Written exercise: Rewrite the lines below, changing each "Follow this form" to "Use this format" and leaving everything else untouched.

(Rows from a dataset)
= = = = =
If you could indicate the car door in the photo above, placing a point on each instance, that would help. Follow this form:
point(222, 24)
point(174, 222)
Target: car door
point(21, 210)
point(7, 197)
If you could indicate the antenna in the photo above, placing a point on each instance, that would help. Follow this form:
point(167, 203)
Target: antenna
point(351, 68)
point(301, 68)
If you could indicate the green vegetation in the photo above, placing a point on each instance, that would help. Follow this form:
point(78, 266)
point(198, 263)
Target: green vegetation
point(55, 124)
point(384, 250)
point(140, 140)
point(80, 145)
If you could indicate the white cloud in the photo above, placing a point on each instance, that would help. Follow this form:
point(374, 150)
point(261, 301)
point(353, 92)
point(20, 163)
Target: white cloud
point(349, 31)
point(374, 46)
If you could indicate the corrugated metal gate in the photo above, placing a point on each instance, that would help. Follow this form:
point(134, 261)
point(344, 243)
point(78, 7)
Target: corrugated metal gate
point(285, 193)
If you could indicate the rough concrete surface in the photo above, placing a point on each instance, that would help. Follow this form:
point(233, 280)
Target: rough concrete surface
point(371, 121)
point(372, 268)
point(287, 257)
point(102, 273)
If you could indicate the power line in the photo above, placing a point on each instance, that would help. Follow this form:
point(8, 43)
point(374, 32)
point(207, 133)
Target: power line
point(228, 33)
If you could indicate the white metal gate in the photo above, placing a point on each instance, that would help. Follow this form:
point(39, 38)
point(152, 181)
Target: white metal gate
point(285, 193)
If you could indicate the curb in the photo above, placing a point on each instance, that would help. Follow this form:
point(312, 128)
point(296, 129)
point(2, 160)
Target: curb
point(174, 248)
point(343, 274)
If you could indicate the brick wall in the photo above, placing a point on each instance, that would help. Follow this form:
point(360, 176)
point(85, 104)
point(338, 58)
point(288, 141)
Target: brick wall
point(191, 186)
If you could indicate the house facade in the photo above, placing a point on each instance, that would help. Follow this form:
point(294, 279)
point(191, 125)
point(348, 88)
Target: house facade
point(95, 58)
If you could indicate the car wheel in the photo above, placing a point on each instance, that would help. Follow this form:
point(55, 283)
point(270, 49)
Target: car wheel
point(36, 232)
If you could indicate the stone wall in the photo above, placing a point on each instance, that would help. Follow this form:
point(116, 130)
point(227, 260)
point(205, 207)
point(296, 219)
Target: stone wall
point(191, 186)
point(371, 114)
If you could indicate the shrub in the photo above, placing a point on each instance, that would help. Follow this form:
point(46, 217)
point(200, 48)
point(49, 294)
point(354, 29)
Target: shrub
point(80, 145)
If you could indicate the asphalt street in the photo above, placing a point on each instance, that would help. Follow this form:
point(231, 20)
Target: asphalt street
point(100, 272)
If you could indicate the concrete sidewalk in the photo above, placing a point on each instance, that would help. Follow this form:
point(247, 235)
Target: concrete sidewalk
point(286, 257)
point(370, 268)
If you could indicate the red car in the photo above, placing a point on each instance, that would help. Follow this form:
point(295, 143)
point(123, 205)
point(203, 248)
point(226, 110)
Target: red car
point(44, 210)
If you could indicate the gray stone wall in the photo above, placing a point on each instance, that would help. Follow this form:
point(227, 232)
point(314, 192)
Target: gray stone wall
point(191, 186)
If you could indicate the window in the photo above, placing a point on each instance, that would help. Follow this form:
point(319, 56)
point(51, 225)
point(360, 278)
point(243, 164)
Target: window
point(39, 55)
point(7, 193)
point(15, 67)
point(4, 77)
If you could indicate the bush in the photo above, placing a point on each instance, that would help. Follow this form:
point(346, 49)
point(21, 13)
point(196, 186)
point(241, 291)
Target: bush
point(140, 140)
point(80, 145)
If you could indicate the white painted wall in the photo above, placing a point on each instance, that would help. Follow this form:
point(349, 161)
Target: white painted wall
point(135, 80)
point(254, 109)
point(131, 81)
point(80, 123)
= = = = =
Result of this task:
If you could indicate the car door in the photo above, placing a point on each instance, that would help. Use this format:
point(222, 24)
point(174, 222)
Target: car door
point(21, 210)
point(7, 197)
If you could indicate the antenna in the photo above, placing a point on each instance, that would help. Use this format:
point(167, 203)
Target: antenna
point(351, 68)
point(301, 68)
If you could indicate the green vegetation in the photo above, placing a point on each instance, that would help. Use this format:
point(78, 266)
point(198, 263)
Target: green vegetation
point(55, 124)
point(384, 250)
point(140, 140)
point(80, 145)
If you could indicate the white cloud in the photo above, placing a point on each instance, that would help. Use this format:
point(374, 150)
point(261, 301)
point(353, 92)
point(20, 163)
Target: white cloud
point(349, 31)
point(374, 46)
If you could indicate the corrugated metal gate in the photo above, placing a point on each instance, that would help. Use this format:
point(134, 261)
point(344, 243)
point(78, 7)
Target: corrugated metal gate
point(285, 193)
If you could indicate the rough concrete surface in the photo above, placing a point on each instance, that would help. Use this format:
point(233, 280)
Target: rough concrete surface
point(371, 121)
point(372, 268)
point(287, 257)
point(102, 273)
If you could indicate the power line in the photo above, placing a point on each instance, that would help. Use this format:
point(8, 43)
point(374, 32)
point(207, 133)
Target: power line
point(228, 33)
If you could indicate the white metal gate in the photo above, placing a point on each instance, that would help. Use this format:
point(39, 38)
point(152, 181)
Target: white metal gate
point(285, 193)
If you could indicate the curb in the photo above, placing a point on each instance, that would help. Use this format:
point(312, 128)
point(296, 129)
point(2, 160)
Target: curb
point(174, 248)
point(343, 274)
If you could indicate the brick wall in the photo above, placing a point on each instance, that would help. Use this format:
point(360, 176)
point(85, 104)
point(338, 58)
point(288, 141)
Target: brick wall
point(191, 186)
If you could indicate the house facade in the photo above, placing a point on each instance, that would help. Use this format:
point(294, 279)
point(191, 125)
point(348, 88)
Target: house facade
point(95, 58)
If you could indicate the car wheel in the photo above, placing a point on each instance, that would help. Use this format:
point(55, 283)
point(270, 49)
Target: car wheel
point(36, 232)
If you could indicate the stone wall in the photo above, placing a point on each instance, that would help. Use this format:
point(116, 130)
point(227, 260)
point(205, 207)
point(296, 219)
Target: stone wall
point(191, 186)
point(371, 114)
If you could indicate the shrub in the photo above, placing a point on each instance, that would help. Use this format:
point(46, 217)
point(200, 48)
point(49, 294)
point(354, 29)
Target: shrub
point(80, 145)
If you could indicate the asphalt street in the photo above, placing a point on each instance, that would help. Use this format:
point(231, 20)
Target: asphalt street
point(100, 272)
If you could indicate the concrete sidewalk in the photo above, placing a point on each instance, that would help. Use this format:
point(247, 235)
Target: concrete sidewalk
point(286, 257)
point(370, 268)
If you could indicate the red car in the photo above, placing a point on each instance, that would help. Use this format:
point(295, 143)
point(123, 205)
point(203, 248)
point(226, 110)
Target: red car
point(44, 210)
If you could indicate the gray stone wall in the photo above, placing a point on each instance, that would help. Use this format:
point(227, 232)
point(314, 192)
Target: gray stone wall
point(191, 186)
If you could indicate the window in the photo above, placing a point on each instance, that would help. Use this format:
point(319, 56)
point(51, 225)
point(360, 278)
point(243, 164)
Target: window
point(39, 55)
point(7, 193)
point(15, 67)
point(4, 77)
If you could indicate the bush in the photo above, placing a point on each instance, that would help. Use this format:
point(346, 49)
point(21, 13)
point(196, 186)
point(241, 291)
Target: bush
point(140, 140)
point(80, 145)
If you could indicate the white painted wall in the photo above, placing a point on each instance, that would help. Use this format:
point(349, 161)
Target: white painted wall
point(135, 80)
point(254, 109)
point(131, 81)
point(80, 123)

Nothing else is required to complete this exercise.